---- Texto de referencia

Acuña, Hernando de (1518-1580).


Poeta español, nacido en Valladolid en 1518, y muerto en Granada en 1580. Durante muchos años, se le consideró natural de Madrid, hasta que don Narciso Alonso Cortés descubrió su origen vallisoletano. Continuador de la línea petrarquista abierta por Boscán y Garcilaso, Acuña supo alternar en su poesía la hondura lírica y el ideal heroico-caballeresco que hacía de los reinados de Carlos V y Felipe II un surtido venero de asuntos para la épica.

Vida.

Fue el quinto hijo de don Pedro de Acuña «El Cabezudo», segundo señor de Villaviudas, y de doña Leonor de Zúñiga, también de origen noble. Nada absolutamente sabemos de su infancia y de los estudios que siguió, aunque todo apunta a que recibió una profunda formación humanística. Como segundón de una familia noble, se alistó en la milicia buscando una manera de ganarse la vida. Y precisamente las primeras noticias que tenemos de su existencia lo sitúan en Italia en 1536, junto a su hermano Pedro, a las órdenes del capitán general y gobernador de Milán don Alfonso de Ávalos, marqués del Vasto.

La estancia en Milán le sirvió no sólo para su carrera militar, ya que, además, aprovechó este período para familiarizarse más con la literatura italiana; descubrió la poesía de Sannazaro y del Bembo, y quizás leyó el Orlando Innamorato, de Matteo Boiardo. El año 1543 formó parte de la expedición del marqués del Vasto para auxiliar a Niza frente al asedio de Francisco I de Francia. Durante esta campaña cayó prisionero y pasó varios meses en la cárcel de Narbona. Por esta época empezó a dirigir a sus poemas a una tal Silvia, mujer que no se ha podido identificar, sirviéndose del nombre pastoril de Silvano; mantuvo otra relación poética con una Galatea, tampoco identificada, esta vez con el seudónimo de Damón. Salido de la prisión fue nombrado por el Marqués gobernador de Quiraco, plaza fronteriza del Piamonte.

--------
---- Datos

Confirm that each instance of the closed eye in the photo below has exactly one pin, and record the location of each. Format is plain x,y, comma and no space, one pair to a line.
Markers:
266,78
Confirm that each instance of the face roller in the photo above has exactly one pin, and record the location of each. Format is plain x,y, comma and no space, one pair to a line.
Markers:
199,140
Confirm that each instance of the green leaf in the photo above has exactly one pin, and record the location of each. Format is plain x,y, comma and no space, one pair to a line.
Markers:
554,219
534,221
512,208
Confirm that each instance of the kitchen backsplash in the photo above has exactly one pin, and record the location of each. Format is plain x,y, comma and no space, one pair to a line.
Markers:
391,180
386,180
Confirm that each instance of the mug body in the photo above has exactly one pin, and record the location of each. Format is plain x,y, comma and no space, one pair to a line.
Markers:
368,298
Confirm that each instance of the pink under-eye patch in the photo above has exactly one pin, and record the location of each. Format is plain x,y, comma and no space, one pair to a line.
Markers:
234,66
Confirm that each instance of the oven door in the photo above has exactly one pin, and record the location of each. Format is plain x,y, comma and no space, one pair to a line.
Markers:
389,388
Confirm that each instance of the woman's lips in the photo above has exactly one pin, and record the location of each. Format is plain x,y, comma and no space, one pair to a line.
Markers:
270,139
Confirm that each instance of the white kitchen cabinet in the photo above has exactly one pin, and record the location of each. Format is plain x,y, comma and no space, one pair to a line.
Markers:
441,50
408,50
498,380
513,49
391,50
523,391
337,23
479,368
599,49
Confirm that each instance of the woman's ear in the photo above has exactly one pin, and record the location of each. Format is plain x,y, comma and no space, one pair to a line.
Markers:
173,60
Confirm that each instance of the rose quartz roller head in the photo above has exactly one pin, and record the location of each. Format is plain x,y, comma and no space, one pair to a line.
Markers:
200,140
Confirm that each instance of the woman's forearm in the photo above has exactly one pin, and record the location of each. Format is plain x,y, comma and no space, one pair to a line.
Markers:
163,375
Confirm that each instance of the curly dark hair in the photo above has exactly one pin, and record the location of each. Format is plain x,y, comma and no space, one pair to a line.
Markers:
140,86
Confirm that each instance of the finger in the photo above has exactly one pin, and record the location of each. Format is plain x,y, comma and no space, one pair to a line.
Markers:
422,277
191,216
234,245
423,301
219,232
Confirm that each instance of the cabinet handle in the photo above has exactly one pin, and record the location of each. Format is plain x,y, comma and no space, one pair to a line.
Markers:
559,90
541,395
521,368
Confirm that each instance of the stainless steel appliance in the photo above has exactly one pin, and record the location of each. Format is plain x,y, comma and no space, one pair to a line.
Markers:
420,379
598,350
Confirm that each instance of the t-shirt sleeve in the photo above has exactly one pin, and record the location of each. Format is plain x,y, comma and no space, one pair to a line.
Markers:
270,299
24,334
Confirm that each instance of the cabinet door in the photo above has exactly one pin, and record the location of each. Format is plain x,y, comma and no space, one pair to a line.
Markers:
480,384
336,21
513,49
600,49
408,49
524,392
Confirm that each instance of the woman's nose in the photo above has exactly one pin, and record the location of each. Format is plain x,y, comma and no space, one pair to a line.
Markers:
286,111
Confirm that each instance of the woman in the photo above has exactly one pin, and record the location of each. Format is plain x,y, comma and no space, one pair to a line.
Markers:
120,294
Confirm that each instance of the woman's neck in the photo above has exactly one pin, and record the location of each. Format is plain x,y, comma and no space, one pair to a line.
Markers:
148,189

--------

**Tareas propuestas**
- A) Según el texto sobre Hernando de Acuña, ¿en qué cárcel pasó varios meses tras caer prisionero?
- B) Localiza en las entradas todas las líneas que contienen la palabra "cabinet" y cópialas.
El texto y las entradas proceden de fuentes distintas.

**Soluciones**
- A) En la cárcel de Narbona.

- B)
Confirm that each instance of the white kitchen cabinet in the photo above has exactly one pin, and record the location of each. Format is plain x,y, comma and no space, one pair to a line.
Confirm that each instance of the cabinet handle in the photo above has exactly one pin, and record the location of each. Format is plain x,y, comma and no space, one pair to a line.
Confirm that each instance of the cabinet door in the photo above has exactly one pin, and record the location of each. Format is plain x,y, comma and no space, one pair to a line.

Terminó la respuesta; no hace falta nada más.